Instructions to follow: Taking the line containing "Query: white electric stove" as the first and the last line of the entries as the end, reproduce every line between them exactly, including both.

Data for review:
——

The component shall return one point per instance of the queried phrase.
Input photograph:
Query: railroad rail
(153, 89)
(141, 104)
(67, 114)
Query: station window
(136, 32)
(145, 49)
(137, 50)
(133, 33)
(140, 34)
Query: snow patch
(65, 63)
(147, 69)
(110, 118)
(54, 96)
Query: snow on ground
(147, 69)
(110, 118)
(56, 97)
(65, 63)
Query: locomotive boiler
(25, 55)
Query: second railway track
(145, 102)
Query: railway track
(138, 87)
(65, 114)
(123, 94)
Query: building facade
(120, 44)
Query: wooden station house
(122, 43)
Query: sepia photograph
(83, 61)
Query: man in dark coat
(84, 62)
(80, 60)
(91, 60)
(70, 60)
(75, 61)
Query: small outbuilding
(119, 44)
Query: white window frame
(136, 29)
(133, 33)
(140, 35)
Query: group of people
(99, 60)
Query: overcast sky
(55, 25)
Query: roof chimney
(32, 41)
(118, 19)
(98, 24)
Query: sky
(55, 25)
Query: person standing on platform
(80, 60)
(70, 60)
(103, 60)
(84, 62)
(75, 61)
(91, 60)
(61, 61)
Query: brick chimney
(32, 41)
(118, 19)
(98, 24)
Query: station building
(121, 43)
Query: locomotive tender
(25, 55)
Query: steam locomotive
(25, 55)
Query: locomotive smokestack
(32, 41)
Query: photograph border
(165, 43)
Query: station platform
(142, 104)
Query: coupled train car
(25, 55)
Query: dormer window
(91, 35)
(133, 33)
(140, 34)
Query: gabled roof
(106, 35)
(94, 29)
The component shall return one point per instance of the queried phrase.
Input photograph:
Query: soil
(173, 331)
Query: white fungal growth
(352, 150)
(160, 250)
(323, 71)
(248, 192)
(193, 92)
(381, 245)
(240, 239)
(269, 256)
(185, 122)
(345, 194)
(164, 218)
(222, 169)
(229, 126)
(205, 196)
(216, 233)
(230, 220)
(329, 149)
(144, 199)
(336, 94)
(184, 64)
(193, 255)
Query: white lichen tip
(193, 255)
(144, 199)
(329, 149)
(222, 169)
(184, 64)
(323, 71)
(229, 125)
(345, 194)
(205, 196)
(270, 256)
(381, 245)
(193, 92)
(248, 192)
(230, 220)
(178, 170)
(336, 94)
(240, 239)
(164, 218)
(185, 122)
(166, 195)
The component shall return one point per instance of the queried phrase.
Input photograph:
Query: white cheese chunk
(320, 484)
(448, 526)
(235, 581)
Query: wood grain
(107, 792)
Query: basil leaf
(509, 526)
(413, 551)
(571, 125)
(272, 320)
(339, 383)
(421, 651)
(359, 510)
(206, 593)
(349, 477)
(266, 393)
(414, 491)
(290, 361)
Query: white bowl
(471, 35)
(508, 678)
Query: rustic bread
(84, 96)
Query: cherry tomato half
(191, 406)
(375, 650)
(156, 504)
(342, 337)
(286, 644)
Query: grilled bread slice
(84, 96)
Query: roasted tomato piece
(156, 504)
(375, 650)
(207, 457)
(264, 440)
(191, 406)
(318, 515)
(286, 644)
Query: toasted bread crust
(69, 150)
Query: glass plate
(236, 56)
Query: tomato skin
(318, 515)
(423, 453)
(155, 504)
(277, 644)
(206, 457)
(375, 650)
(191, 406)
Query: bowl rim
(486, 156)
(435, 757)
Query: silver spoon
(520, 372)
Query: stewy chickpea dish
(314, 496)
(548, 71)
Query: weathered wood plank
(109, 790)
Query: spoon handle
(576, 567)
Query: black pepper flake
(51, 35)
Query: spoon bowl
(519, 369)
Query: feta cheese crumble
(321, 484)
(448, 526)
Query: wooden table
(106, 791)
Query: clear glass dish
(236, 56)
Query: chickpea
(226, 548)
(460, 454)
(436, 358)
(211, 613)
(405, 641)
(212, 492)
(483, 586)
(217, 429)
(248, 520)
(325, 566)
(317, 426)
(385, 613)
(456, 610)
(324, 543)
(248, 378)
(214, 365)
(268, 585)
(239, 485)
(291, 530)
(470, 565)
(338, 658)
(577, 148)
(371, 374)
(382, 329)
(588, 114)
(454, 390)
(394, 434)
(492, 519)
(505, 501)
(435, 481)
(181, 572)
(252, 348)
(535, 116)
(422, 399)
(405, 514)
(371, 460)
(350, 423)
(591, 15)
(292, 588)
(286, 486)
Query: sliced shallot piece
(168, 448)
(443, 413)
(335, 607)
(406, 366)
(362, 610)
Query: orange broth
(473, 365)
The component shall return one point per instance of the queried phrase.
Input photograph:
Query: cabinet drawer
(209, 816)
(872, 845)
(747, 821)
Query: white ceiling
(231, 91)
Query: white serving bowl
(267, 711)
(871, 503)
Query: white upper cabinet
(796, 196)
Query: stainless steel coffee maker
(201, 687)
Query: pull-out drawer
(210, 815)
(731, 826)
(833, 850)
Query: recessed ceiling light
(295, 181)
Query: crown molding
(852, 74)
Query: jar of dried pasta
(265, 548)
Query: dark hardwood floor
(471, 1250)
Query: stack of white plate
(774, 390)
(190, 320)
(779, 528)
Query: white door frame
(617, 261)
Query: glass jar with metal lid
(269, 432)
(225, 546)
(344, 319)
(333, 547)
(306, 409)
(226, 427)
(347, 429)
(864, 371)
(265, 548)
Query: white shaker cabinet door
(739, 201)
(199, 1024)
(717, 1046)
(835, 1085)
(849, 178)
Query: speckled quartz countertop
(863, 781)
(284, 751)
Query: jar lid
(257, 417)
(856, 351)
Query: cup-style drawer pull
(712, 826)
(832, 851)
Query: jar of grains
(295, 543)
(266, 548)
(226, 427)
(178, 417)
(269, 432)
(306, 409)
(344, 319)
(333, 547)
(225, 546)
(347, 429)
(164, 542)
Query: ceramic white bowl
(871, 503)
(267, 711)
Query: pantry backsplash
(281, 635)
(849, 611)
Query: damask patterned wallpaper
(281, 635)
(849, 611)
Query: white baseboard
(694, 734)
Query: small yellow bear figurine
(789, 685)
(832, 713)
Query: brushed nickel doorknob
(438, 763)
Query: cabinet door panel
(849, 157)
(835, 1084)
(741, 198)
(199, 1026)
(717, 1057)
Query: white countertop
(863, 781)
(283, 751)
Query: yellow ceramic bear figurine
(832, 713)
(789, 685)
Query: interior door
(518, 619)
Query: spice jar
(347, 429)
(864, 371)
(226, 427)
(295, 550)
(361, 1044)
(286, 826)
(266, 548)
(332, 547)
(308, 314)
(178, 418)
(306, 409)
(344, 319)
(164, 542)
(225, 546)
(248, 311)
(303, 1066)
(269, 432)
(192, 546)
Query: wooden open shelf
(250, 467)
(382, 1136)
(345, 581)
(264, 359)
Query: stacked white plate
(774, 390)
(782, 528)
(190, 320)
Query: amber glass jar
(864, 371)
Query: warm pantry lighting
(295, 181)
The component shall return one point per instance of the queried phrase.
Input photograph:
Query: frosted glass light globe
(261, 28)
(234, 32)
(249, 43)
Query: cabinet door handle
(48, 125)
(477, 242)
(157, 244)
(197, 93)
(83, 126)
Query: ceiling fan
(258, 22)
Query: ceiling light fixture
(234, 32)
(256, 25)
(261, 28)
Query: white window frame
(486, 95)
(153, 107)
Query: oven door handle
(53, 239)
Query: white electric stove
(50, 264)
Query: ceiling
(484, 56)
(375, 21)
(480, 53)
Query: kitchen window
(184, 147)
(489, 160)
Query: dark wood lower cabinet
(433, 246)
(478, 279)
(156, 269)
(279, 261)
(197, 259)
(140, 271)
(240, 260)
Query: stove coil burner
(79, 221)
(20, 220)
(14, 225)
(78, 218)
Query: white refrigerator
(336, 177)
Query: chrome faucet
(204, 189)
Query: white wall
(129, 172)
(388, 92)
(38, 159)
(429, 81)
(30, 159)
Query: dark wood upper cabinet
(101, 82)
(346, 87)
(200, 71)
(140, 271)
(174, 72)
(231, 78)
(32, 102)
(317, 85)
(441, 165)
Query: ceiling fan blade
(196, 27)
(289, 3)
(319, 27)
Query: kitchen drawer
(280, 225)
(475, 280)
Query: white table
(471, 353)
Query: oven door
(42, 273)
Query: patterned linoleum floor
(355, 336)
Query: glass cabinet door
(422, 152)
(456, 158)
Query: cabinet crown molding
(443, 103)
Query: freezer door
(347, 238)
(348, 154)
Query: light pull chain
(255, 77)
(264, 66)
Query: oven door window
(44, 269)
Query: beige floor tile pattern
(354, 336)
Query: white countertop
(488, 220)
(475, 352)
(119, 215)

——

Expected answer:
Query: white electric stove
(50, 264)
Query: ceiling
(484, 56)
(375, 21)
(480, 53)
Query: kitchen window
(184, 147)
(489, 160)
Query: dark wood lower cabinet
(433, 246)
(478, 279)
(156, 269)
(279, 261)
(197, 259)
(140, 271)
(240, 260)
Query: stove coil burner
(79, 221)
(20, 220)
(14, 225)
(78, 218)
Query: white refrigerator
(336, 177)
Query: chrome faucet
(204, 189)
Query: white wall
(129, 172)
(388, 92)
(38, 159)
(429, 81)
(30, 159)
Query: dark wood upper cabinet
(101, 82)
(346, 87)
(200, 71)
(140, 271)
(174, 72)
(231, 78)
(32, 102)
(317, 85)
(441, 165)
Query: ceiling fan blade
(196, 27)
(289, 3)
(319, 27)
Query: kitchen drawer
(280, 225)
(475, 280)
Query: white table
(471, 353)
Query: oven door
(42, 273)
Query: patterned linoleum floor
(355, 336)
Query: glass cabinet door
(422, 152)
(456, 158)
Query: cabinet crown molding
(443, 103)
Query: freezer door
(347, 238)
(348, 154)
Query: light pull chain
(255, 77)
(264, 66)
Query: oven door window
(44, 269)
Query: beige floor tile pattern
(354, 336)
Query: white countertop
(488, 220)
(475, 352)
(119, 215)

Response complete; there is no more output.